# 資料文

* * * * *

ラッセル『権力-その歴史と心理』第10章 権力の源泉としての信条 n.3

 瞬く間に -(イスラム教以外の)他の偉大な宗教(注:キリスト教や仏教など)の初期の頃よりも速やかに- 狂信主義は,政治(統治)からその王座を追われた(狂信的要素は取り除かれた)。預言者ムハンマドの義理の息子のアリは,一部信者の間に(ムハンマド時代の)初期の熱情を燃やし続けさせることができたが,しかし,内乱に敗れて,最後には暗殺された。彼の後を継いでカリフの地位(注:ムハンマドの後継者として、全イスラム教徒を統率した教主兼国王の呼称)についたのは,オンミア家(の人々)であったが,彼ら(同家の人々)はムハンマドの最も激しい敵対者であり,ムハンマドの宗教(注:イスラム教)に対しては,決して政治上の同意以上のものは与えなかった。

 「ムハンマドを迫害した者たち(注:オンミア家の人々)は,ムハンマドの子供たちが受けついだ遺産を奪った。そうして,偶像崇拝の擁護者たちが,ムハンマドの宗教と帝国の最高の首長となった。アブー・スフヤーン(注:Abu Spphian 新しいカリフのムア・ウィヤーの父のムハンマド)の反対は,(以前から)はげしくかつ頑固であった。(従って)彼の(イスラム教への)改宗はゆっくりかつ不承不承であった。彼の新しい信仰(イスラム教の信仰)も,必要性と利害によって固められたものであった。彼は(宗教の)勤めをし,戦い、恐らくイスラム教を信じたかも知れない。そうして,かつての無知であった時代の罪も,オンミア家の人々の最近の功績(merits 複数形!)によって償われた(のであった)。」(ギボン『同書』第50章参照)。

 このとき以来,長い間,カリフの地位は,自由思想をもった寛大さによって際立ったものとなったのに対し,キリスト教徒は依然として狂信的なままであった。最初から(当初から),イスラム教徒は,征服したキリスト教徒の取扱いにおいて寛大な態度を示した。そうして,このような寛大さはカリトック教会の迫害したいという熱意と著しい対照をなしており,彼ら(イスラム教徒たち)の征服の容易さと彼らの帝国の安定(性)は、主として、(彼らの)この寛大さのおかげなのである。

* * * * *

# 表示データ
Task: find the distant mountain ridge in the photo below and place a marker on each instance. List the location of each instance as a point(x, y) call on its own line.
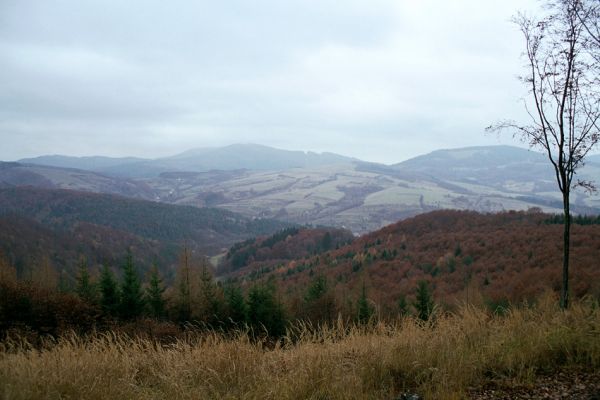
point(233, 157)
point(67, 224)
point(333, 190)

* * * * *

# 課題の指示
1: 資料文に基づいて、次の問いに答えよ。
(a) ムハンマドの義理の息子アリは、最後にどうなったか。
(b) アリの後を継いでカリフの地位についたのは誰か。
(c) イスラム教徒の征服の容易さと帝国の安定は、主として何のおかげだとされているか。
2: 次の各文が資料文の内容と合っているかどうかを判定せよ。判定の根拠となる資料文の語句も引用すること。
(a) アブー・スフヤーンは速やかに、進んでイスラム教に改宗した。
(b) オンミア家の人々は、ムハンマドの最も激しい敵対者だった。
(c) キリスト教徒は、その後も狂信的なままであった。
3: 資料文のうち、「このとき以来,長い間,カリフ」を含む語句で始まり「の寛大さのおかげなのである。」で終わる部分を、「寛大な態度」を「穏健な態度」に差し替えて書き改めよ。
一覧は資料文とは別個の資料である。

# 解答例
1:
(a) 内乱に敗れて、最後には暗殺された。
(b) オンミア家の人々。
(c) 征服したキリスト教徒の取扱いにおいて示した寛大さ。

2:
(a) 合っていない。「彼の(イスラム教への)改宗はゆっくりかつ不承不承であった。」
(b) 合っている。「彼ら(同家の人々)はムハンマドの最も激しい敵対者であり」
(c) 合っている。「キリスト教徒は依然として狂信的なままであった」

3:
このとき以来,長い間,カリフの地位は,自由思想をもった寛大さによって際立ったものとなったのに対し,キリスト教徒は依然として狂信的なままであった。最初から(当初から),イスラム教徒は,征服したキリスト教徒の取扱いにおいて穏健な態度を示した。そうして,このような寛大さはカリトック教会の迫害したいという熱意と著しい対照をなしており,彼ら(イスラム教徒たち)の征服の容易さと彼らの帝国の安定(性)は、主として、(彼らの)この寛大さのおかげなのである。